AÇÕES A REALIZAR:
**A.** Responda, com base no trecho sobre a farinhada:
(i) Em que cidade Pedro Neto reside atualmente?
(ii) Em que década ele morou em Cajazeiras?
(iii) Em quais estados existiram as coisas que a carta diz que ele também viveu?
**B.** Prolongue o trecho sobre a farinhada a partir do ponto em que ele termina.

Pedro Neto, um cajazeirado autêntico, residente aqui em Brasília (e já morou vários anos em Cajazeiras na década de 70), ao ler o texo de Pereira Filho sobre “A Farinhada no Sitio Rita em Monte Horebe”, se sentiu tocado e também relatou a farinhada que ele viveu. Vejam que deleite de memórias do Pedro Neto. Eis:
“Pereira Filho,
Parabéns pelo texto publicado no AC2B “A Farinhada no Sítio Rita em Monte Horeb”.
Você descreve tão bem as coisas e para quem também viveu esse tempo e estas coisas que existiu
no interior do Rio Grande do Norte e da Paraíba, a gente vai revivendo tudo numa lembrança gostosa
e depois pensa: eu fui feliz.

ENTRADAS FORNECIDAS:
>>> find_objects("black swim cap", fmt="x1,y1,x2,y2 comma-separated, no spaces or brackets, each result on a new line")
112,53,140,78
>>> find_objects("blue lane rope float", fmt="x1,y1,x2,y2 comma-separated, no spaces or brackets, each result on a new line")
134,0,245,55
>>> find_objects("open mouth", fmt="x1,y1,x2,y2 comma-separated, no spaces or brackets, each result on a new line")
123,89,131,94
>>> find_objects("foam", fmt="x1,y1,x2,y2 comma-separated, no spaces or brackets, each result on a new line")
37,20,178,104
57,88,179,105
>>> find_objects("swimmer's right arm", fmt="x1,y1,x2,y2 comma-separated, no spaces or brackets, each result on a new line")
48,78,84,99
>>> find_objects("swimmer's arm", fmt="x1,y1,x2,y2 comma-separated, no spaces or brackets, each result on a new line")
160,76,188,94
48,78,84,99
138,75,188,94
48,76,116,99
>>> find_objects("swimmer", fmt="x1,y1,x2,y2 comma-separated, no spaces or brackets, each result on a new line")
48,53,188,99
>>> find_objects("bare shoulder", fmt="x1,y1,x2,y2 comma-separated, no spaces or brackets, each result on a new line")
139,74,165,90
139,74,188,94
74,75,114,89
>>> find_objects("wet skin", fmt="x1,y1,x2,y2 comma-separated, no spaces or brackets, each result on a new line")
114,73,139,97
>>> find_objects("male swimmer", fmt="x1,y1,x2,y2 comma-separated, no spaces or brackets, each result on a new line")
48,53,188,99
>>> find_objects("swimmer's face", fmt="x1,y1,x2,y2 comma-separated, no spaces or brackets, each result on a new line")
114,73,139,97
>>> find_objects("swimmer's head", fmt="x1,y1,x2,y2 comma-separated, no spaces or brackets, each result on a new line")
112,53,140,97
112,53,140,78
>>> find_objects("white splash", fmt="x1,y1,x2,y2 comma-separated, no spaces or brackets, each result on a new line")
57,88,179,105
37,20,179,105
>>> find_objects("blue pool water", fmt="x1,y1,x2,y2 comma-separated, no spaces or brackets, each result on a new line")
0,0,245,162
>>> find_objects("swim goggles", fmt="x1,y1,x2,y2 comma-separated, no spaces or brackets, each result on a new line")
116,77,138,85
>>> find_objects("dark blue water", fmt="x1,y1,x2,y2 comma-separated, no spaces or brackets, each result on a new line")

RESPOSTAS ESCRITAS:
**A.**
(i) Brasília.
(ii) Na década de 70.
(iii) No interior do Rio Grande do Norte e da Paraíba.

**B.**
Vivi na roça até aos quatorze anos, no sítio Baixa Grande, município de Portalegre, estado do Rio
Grande do Norte. Lá não era muito diferente a maneira de fazer a farinhada. Meu pai, pequeno agricultor,
quase sempre fazia no mesmo engenho, o mais próximo da nossa casa e nesses dias havia a mudança
para a casa do engenho e que era apenas uma cozinha grande e uma sala que era o lugar dos
trabalhadores fazerem as refeições sentados no chão e os pratos sob uma esteira de palha. Não podia ter
mesa porque a noite se transformava no local de pendurar as redes pra dormir.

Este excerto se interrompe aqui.